::: Entries provided :::

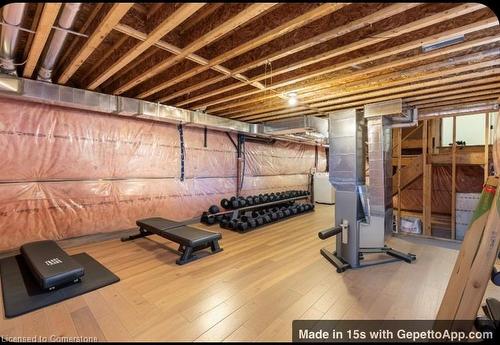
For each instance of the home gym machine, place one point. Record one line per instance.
(363, 213)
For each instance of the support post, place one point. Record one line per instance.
(454, 180)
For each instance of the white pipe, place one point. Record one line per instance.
(12, 14)
(66, 20)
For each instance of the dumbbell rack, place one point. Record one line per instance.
(236, 212)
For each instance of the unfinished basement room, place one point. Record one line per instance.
(249, 172)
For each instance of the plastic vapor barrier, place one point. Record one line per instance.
(68, 172)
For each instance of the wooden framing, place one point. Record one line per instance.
(454, 179)
(486, 145)
(103, 29)
(340, 31)
(432, 20)
(427, 186)
(246, 15)
(167, 25)
(47, 19)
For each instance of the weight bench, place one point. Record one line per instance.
(50, 265)
(189, 239)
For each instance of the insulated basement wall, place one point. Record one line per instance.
(67, 172)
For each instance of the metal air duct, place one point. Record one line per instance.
(66, 20)
(12, 16)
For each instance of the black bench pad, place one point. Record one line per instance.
(189, 239)
(50, 265)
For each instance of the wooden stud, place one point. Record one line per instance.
(454, 180)
(247, 46)
(486, 145)
(337, 32)
(399, 132)
(427, 185)
(439, 17)
(167, 25)
(47, 19)
(103, 29)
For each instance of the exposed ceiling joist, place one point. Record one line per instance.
(247, 46)
(241, 18)
(393, 64)
(167, 25)
(112, 18)
(489, 22)
(47, 19)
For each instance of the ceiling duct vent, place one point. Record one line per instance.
(67, 96)
(127, 106)
(304, 128)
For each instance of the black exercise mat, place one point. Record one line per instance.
(21, 293)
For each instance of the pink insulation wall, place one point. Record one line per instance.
(67, 173)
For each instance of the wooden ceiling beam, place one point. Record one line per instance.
(491, 95)
(241, 18)
(281, 30)
(402, 92)
(76, 42)
(404, 29)
(167, 25)
(112, 18)
(47, 19)
(376, 68)
(462, 89)
(374, 93)
(175, 50)
(331, 34)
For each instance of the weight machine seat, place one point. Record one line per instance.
(155, 224)
(50, 265)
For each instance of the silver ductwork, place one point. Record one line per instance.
(303, 128)
(12, 16)
(66, 20)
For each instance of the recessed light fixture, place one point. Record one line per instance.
(441, 44)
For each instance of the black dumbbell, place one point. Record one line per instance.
(214, 209)
(241, 202)
(242, 226)
(259, 221)
(234, 204)
(225, 203)
(204, 218)
(252, 223)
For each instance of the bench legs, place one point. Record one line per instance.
(187, 252)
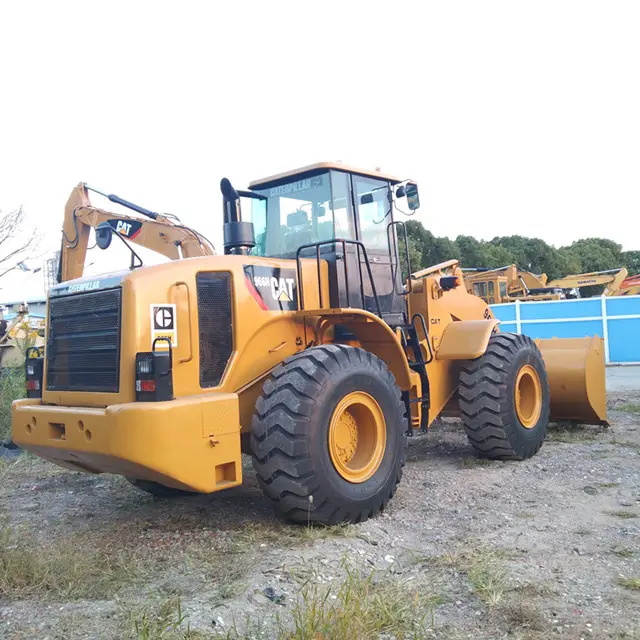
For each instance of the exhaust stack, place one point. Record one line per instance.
(239, 237)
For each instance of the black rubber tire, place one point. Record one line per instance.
(159, 490)
(289, 438)
(487, 399)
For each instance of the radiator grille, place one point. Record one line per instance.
(83, 342)
(215, 325)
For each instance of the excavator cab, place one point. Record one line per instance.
(342, 217)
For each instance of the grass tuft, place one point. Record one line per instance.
(69, 569)
(11, 388)
(623, 514)
(571, 432)
(520, 615)
(165, 621)
(630, 583)
(488, 581)
(629, 407)
(622, 552)
(363, 605)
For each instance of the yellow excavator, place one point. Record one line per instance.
(612, 279)
(629, 287)
(303, 346)
(499, 285)
(162, 233)
(507, 284)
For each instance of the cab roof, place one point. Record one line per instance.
(319, 167)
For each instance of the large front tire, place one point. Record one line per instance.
(504, 398)
(328, 437)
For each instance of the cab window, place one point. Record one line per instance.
(373, 209)
(480, 289)
(300, 211)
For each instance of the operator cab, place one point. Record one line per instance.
(299, 213)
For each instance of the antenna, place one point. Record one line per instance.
(50, 271)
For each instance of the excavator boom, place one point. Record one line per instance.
(612, 278)
(160, 234)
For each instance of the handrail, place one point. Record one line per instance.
(344, 242)
(396, 253)
(179, 284)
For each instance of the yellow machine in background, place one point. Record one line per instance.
(507, 284)
(162, 233)
(303, 346)
(495, 286)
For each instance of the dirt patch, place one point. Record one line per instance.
(468, 548)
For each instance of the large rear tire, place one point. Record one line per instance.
(504, 398)
(328, 436)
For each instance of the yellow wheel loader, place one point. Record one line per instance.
(302, 346)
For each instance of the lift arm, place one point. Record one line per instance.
(160, 234)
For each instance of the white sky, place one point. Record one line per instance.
(514, 117)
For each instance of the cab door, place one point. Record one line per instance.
(372, 199)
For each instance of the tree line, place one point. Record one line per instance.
(530, 254)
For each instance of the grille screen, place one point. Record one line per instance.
(83, 342)
(215, 325)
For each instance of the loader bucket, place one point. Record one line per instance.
(577, 381)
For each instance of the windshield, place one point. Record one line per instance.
(299, 212)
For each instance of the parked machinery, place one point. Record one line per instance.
(303, 346)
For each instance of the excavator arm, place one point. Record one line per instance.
(612, 278)
(160, 234)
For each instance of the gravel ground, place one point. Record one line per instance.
(545, 548)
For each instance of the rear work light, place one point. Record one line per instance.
(154, 375)
(33, 370)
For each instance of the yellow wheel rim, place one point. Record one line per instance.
(357, 437)
(528, 396)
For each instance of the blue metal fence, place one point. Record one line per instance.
(615, 319)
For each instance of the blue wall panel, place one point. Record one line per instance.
(504, 312)
(622, 306)
(623, 332)
(624, 340)
(560, 309)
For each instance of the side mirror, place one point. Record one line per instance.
(413, 200)
(367, 198)
(103, 235)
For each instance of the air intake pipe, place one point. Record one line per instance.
(239, 237)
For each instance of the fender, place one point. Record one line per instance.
(465, 340)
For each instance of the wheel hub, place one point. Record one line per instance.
(357, 437)
(528, 396)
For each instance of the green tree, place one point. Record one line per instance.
(631, 260)
(596, 254)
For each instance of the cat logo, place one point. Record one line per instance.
(128, 228)
(163, 325)
(273, 288)
(282, 289)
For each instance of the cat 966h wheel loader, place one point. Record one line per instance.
(304, 346)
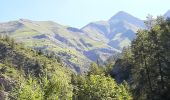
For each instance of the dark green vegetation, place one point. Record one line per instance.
(76, 48)
(146, 64)
(29, 75)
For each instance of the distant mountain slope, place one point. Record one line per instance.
(70, 44)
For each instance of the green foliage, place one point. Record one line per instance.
(100, 87)
(151, 60)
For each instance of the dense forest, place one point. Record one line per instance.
(26, 74)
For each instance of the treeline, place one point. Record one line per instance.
(149, 60)
(26, 74)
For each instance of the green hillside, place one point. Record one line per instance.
(29, 75)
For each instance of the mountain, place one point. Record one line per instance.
(119, 30)
(69, 44)
(76, 48)
(167, 14)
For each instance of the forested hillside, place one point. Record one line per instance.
(29, 75)
(146, 64)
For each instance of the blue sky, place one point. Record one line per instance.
(78, 13)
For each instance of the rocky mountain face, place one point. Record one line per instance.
(76, 48)
(119, 30)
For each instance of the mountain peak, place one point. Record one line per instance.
(167, 14)
(121, 15)
(124, 16)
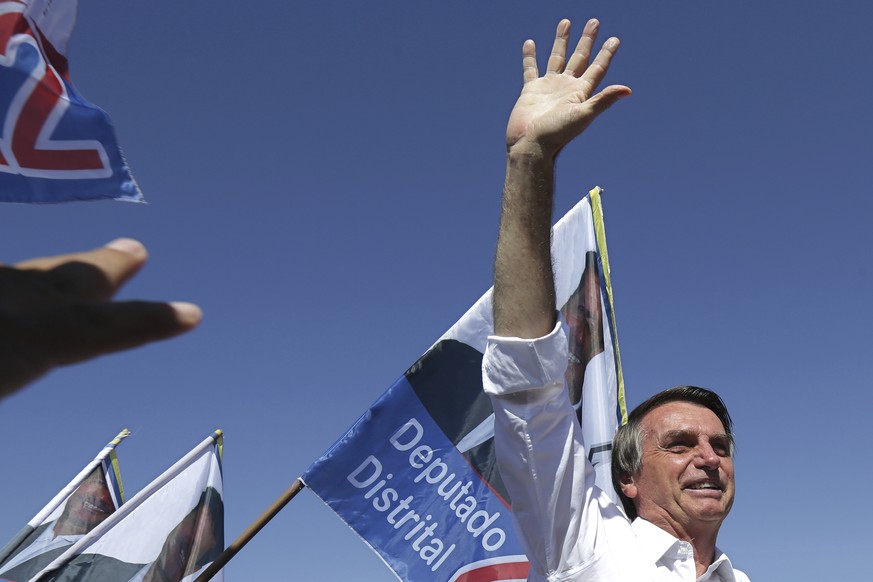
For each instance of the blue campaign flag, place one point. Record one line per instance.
(54, 145)
(416, 476)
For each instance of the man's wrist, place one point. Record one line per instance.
(529, 153)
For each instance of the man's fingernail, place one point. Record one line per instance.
(188, 313)
(127, 245)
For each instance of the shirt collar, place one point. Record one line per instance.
(657, 544)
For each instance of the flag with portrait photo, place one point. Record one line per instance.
(54, 145)
(92, 496)
(168, 532)
(416, 476)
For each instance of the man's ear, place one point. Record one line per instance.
(628, 486)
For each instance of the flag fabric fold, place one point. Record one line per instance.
(54, 145)
(416, 475)
(168, 532)
(92, 496)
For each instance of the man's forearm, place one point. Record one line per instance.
(524, 288)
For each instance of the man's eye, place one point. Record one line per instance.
(721, 449)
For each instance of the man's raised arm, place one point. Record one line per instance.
(551, 111)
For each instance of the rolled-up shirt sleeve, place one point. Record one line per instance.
(540, 453)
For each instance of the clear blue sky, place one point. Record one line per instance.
(324, 180)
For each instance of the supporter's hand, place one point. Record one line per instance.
(58, 310)
(555, 108)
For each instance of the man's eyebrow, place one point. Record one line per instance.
(678, 434)
(689, 434)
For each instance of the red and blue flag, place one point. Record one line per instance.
(54, 145)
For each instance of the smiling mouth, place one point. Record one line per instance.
(704, 486)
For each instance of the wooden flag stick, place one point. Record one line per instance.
(251, 531)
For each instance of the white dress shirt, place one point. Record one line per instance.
(571, 530)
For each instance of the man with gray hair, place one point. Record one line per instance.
(672, 462)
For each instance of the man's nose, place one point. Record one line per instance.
(706, 457)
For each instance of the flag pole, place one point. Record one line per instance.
(251, 531)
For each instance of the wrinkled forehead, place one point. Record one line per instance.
(681, 417)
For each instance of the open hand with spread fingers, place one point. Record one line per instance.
(555, 108)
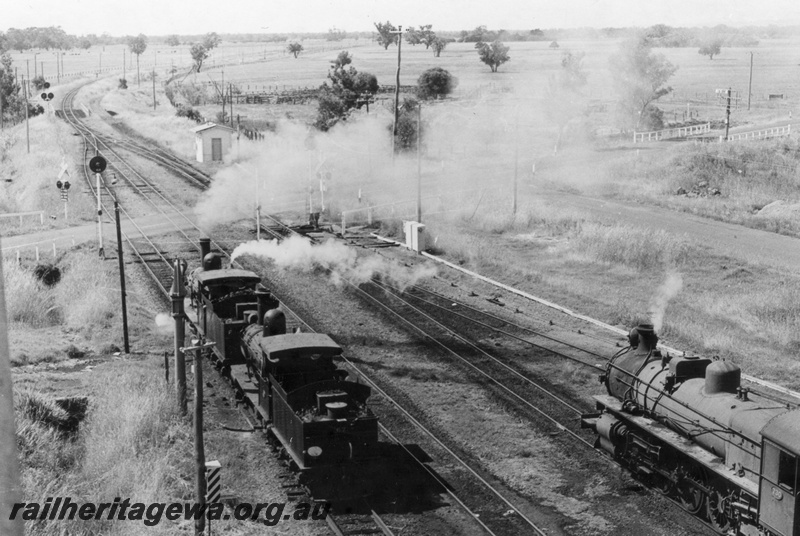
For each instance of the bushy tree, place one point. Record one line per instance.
(294, 48)
(211, 41)
(710, 49)
(199, 54)
(407, 132)
(493, 55)
(435, 83)
(348, 90)
(640, 77)
(138, 45)
(385, 35)
(438, 45)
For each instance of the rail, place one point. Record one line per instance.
(763, 134)
(671, 133)
(22, 214)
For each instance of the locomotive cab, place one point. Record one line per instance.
(780, 475)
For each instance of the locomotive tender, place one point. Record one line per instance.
(686, 425)
(319, 417)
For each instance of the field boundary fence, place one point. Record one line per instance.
(21, 215)
(765, 133)
(671, 133)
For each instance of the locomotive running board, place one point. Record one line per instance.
(678, 442)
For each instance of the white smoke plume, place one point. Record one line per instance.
(668, 290)
(297, 253)
(165, 323)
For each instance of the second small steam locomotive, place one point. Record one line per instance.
(290, 379)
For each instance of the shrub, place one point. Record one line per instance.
(435, 83)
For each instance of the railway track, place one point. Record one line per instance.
(157, 264)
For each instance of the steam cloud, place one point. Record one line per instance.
(299, 254)
(164, 323)
(668, 290)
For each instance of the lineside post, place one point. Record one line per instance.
(10, 489)
(121, 280)
(199, 449)
(177, 293)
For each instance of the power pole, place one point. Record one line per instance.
(199, 449)
(399, 33)
(177, 293)
(10, 488)
(728, 115)
(122, 281)
(419, 164)
(750, 85)
(27, 127)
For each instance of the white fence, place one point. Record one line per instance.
(670, 133)
(20, 215)
(763, 134)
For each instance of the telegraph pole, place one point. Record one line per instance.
(122, 281)
(750, 85)
(10, 488)
(399, 33)
(419, 164)
(728, 115)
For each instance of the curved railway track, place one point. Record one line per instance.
(158, 266)
(515, 385)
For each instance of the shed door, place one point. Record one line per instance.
(216, 149)
(779, 488)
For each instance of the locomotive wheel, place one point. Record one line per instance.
(692, 499)
(717, 512)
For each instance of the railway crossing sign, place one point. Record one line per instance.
(213, 485)
(97, 164)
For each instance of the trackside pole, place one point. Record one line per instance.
(10, 489)
(199, 449)
(177, 293)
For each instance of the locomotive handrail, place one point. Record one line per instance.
(687, 406)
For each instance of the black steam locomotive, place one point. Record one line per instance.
(319, 417)
(686, 425)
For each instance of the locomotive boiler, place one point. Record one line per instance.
(319, 417)
(688, 427)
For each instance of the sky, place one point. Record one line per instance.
(183, 17)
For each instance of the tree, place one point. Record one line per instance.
(435, 83)
(342, 60)
(385, 35)
(426, 35)
(710, 49)
(295, 48)
(493, 55)
(640, 78)
(565, 97)
(407, 131)
(211, 41)
(199, 54)
(438, 45)
(138, 45)
(348, 90)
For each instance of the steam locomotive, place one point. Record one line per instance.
(290, 379)
(686, 425)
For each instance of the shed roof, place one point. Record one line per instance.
(210, 125)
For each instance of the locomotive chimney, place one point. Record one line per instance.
(643, 337)
(205, 248)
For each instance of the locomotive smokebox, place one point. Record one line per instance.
(205, 248)
(643, 337)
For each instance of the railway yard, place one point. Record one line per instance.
(479, 390)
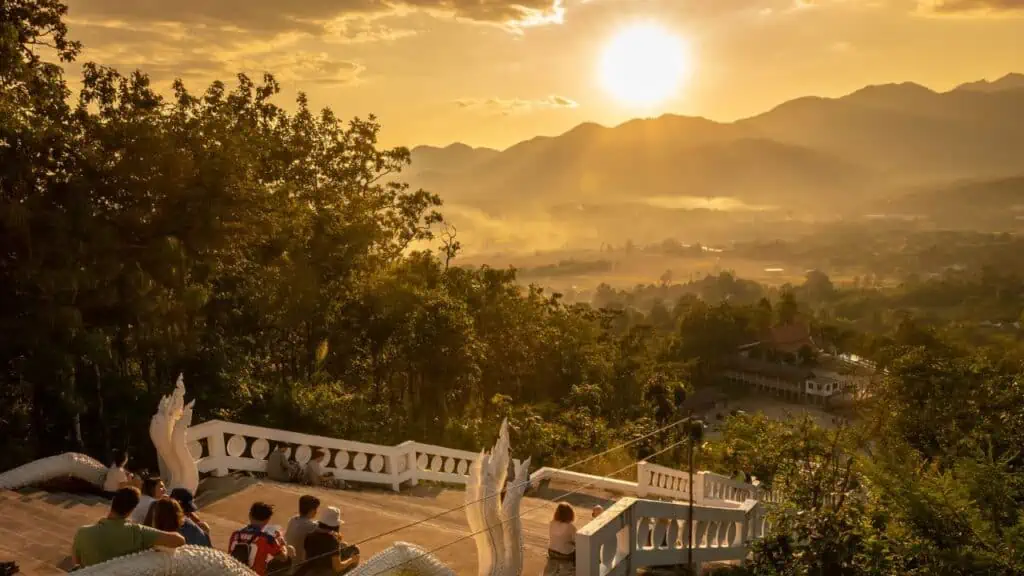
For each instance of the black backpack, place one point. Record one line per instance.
(243, 548)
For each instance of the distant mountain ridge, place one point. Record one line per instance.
(813, 152)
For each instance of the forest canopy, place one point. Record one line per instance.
(268, 256)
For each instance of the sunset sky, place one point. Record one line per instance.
(496, 72)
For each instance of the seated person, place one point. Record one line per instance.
(561, 534)
(300, 526)
(257, 548)
(314, 469)
(327, 552)
(117, 477)
(167, 516)
(187, 503)
(279, 467)
(115, 536)
(153, 490)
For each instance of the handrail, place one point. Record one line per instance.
(636, 533)
(220, 447)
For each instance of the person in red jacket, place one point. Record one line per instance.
(257, 547)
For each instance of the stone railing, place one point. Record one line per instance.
(718, 487)
(635, 533)
(662, 482)
(221, 447)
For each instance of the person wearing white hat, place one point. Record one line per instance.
(327, 552)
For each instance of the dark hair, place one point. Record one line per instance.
(308, 503)
(167, 515)
(119, 457)
(564, 513)
(150, 485)
(125, 500)
(261, 511)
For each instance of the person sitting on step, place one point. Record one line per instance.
(115, 536)
(280, 468)
(315, 476)
(153, 490)
(258, 546)
(187, 503)
(117, 477)
(301, 525)
(561, 534)
(168, 516)
(327, 552)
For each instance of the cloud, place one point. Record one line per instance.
(508, 107)
(971, 7)
(311, 16)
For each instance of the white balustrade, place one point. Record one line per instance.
(653, 480)
(718, 487)
(220, 447)
(636, 533)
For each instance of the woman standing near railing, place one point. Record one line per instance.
(561, 534)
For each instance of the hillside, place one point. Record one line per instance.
(980, 204)
(821, 153)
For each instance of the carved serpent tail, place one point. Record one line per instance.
(61, 465)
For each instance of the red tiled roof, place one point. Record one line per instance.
(790, 337)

:::

■ Given instruction: Reproduce, exactly and with nothing added, the lines from the one that includes "For each instance of the cloud, place" through the last line of the material.

■ Exercise result:
For each instance of the cloud, place one point. Record one line per instance.
(508, 107)
(971, 7)
(311, 16)
For each instance of the white balustrade, place one point. Record one line per instance.
(653, 480)
(718, 487)
(220, 447)
(636, 533)
For each instance of the woman standing near railing, place one point. Record one line per instance.
(561, 534)
For each instance of the hillside, place one point. Record one line per instance.
(980, 204)
(821, 153)
For each instance of the carved serpent tail, place one point. Record one line per instance.
(61, 465)
For each instance of the red tiled roof, place one point. Record one line per instance.
(790, 337)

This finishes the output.